**** DATA UNDER STUDY ****
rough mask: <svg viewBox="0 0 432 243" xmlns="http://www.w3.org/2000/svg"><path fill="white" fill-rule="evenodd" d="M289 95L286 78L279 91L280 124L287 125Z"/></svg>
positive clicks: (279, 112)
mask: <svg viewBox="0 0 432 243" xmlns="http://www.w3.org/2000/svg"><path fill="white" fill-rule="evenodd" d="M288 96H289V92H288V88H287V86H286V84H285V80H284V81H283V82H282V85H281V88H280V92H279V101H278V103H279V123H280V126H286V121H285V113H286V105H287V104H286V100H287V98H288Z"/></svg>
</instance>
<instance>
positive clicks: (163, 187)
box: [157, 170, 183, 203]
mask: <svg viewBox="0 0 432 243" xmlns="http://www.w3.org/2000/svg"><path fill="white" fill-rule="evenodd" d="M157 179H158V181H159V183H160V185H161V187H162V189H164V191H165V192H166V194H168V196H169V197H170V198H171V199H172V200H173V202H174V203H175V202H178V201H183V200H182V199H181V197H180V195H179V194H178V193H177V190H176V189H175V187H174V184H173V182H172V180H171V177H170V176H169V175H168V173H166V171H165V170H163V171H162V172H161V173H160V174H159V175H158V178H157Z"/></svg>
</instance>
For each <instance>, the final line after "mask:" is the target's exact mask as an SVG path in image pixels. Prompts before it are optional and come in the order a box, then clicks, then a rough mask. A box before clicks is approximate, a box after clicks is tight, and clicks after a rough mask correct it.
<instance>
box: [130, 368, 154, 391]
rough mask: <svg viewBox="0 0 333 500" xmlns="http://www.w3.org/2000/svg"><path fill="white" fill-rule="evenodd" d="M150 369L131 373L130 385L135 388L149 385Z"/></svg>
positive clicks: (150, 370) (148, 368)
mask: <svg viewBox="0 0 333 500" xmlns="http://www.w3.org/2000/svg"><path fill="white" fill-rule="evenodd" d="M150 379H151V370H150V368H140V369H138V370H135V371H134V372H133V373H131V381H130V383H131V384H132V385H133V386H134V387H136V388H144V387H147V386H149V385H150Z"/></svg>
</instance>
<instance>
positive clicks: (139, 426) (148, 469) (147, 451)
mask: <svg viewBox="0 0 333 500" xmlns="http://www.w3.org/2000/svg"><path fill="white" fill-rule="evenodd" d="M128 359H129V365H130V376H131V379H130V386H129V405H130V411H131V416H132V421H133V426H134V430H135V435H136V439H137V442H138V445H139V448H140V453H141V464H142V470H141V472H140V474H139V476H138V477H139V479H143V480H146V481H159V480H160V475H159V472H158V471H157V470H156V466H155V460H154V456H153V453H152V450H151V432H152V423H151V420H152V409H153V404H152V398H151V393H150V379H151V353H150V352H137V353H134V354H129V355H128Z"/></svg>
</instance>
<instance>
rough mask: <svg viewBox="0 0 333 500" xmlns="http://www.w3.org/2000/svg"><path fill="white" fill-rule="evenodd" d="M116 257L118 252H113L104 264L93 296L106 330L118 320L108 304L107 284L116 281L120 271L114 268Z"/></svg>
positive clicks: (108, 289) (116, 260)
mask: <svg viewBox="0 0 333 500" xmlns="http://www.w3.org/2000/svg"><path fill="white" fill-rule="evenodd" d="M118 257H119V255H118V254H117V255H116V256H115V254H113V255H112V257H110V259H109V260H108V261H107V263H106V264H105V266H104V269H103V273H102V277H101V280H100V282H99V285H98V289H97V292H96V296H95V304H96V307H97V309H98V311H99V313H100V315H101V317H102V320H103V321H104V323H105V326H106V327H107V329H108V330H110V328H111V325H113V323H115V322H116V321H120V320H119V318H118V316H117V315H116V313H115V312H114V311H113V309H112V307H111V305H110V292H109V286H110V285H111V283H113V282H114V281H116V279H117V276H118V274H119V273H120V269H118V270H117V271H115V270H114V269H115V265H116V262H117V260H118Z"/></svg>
****
A verbatim transcription is needed of the lines above, starting at the line with "positive clicks: (139, 426)" and ending at the line with "257L118 252H113L104 264L93", both included, and of nothing else.

_WRITTEN RESPONSE_.
positive clicks: (139, 426) (148, 469) (147, 451)
mask: <svg viewBox="0 0 333 500" xmlns="http://www.w3.org/2000/svg"><path fill="white" fill-rule="evenodd" d="M128 359H129V365H130V376H131V379H130V386H129V405H130V411H131V416H132V421H133V426H134V430H135V435H136V439H137V442H138V445H139V448H140V453H141V464H142V470H141V472H140V474H139V476H138V477H139V479H143V480H146V481H159V480H160V475H159V472H158V471H157V470H156V466H155V460H154V456H153V453H152V450H151V432H152V423H151V420H152V409H153V404H152V398H151V393H150V379H151V353H150V352H137V353H134V354H129V355H128Z"/></svg>
</instance>
<instance>
rough mask: <svg viewBox="0 0 333 500" xmlns="http://www.w3.org/2000/svg"><path fill="white" fill-rule="evenodd" d="M116 257L118 252H113L104 264L93 296L106 330L118 320L108 304L107 284L116 281L120 271L114 268Z"/></svg>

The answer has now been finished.